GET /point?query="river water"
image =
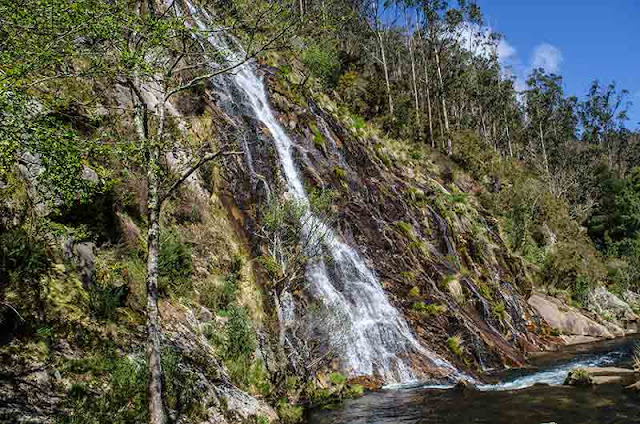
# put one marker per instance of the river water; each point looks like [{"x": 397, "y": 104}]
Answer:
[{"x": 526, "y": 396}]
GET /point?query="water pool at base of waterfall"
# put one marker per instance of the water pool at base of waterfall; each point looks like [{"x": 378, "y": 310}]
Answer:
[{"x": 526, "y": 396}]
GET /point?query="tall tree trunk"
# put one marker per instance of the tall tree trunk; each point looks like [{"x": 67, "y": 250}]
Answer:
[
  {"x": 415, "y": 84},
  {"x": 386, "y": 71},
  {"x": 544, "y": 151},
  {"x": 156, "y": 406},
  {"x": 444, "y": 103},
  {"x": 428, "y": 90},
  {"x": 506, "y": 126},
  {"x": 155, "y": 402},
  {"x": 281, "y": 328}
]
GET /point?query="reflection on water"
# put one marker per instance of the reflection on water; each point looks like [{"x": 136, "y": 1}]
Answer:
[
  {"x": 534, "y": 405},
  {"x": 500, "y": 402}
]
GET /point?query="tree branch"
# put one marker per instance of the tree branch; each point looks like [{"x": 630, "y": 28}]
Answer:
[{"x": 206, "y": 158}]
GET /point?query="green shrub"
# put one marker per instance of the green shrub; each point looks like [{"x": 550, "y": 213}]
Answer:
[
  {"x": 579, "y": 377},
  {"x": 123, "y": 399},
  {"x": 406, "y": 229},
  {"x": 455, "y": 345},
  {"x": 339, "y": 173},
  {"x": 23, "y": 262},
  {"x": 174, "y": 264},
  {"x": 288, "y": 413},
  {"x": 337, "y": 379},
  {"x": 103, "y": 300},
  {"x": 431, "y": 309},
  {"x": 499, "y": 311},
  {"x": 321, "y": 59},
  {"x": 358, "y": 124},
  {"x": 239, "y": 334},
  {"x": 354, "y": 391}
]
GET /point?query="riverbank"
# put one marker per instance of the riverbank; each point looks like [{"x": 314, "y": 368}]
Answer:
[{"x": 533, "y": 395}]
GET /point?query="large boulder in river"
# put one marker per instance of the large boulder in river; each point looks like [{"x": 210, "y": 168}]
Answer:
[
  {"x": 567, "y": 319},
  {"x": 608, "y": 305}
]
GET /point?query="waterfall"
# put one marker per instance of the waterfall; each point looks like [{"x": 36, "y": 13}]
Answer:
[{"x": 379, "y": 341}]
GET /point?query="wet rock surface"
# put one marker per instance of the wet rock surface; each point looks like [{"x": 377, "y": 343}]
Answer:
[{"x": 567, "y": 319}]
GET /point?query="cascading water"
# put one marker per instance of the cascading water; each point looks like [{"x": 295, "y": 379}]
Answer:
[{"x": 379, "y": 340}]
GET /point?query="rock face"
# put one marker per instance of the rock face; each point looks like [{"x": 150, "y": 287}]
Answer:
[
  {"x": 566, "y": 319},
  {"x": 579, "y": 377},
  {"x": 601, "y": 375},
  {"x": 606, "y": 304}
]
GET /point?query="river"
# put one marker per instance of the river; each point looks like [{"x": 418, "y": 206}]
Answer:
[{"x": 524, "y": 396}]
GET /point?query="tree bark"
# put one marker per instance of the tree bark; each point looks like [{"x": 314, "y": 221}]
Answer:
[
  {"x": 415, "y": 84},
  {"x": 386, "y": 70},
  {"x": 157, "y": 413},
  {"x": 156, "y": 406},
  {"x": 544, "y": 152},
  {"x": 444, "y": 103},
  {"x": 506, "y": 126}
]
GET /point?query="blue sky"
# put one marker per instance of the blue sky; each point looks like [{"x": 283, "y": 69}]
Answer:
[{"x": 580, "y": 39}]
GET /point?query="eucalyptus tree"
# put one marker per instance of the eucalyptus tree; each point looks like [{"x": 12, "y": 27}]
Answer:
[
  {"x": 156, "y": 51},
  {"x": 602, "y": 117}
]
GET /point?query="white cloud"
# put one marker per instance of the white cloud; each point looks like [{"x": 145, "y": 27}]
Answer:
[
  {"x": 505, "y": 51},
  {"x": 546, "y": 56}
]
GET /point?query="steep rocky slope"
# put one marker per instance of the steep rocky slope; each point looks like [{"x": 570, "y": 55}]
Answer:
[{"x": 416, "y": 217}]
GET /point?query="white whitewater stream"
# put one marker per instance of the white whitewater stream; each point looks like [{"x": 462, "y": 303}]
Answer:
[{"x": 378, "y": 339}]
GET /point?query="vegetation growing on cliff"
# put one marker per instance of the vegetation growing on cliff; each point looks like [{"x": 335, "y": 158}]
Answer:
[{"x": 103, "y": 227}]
----
Pick out every line in the rows above that contains the string "slope", and copy each one. Case counts.

GET /point?query="steep rocky slope"
# put one marker per instance of the steep rocky slope; each point looks like [{"x": 570, "y": 55}]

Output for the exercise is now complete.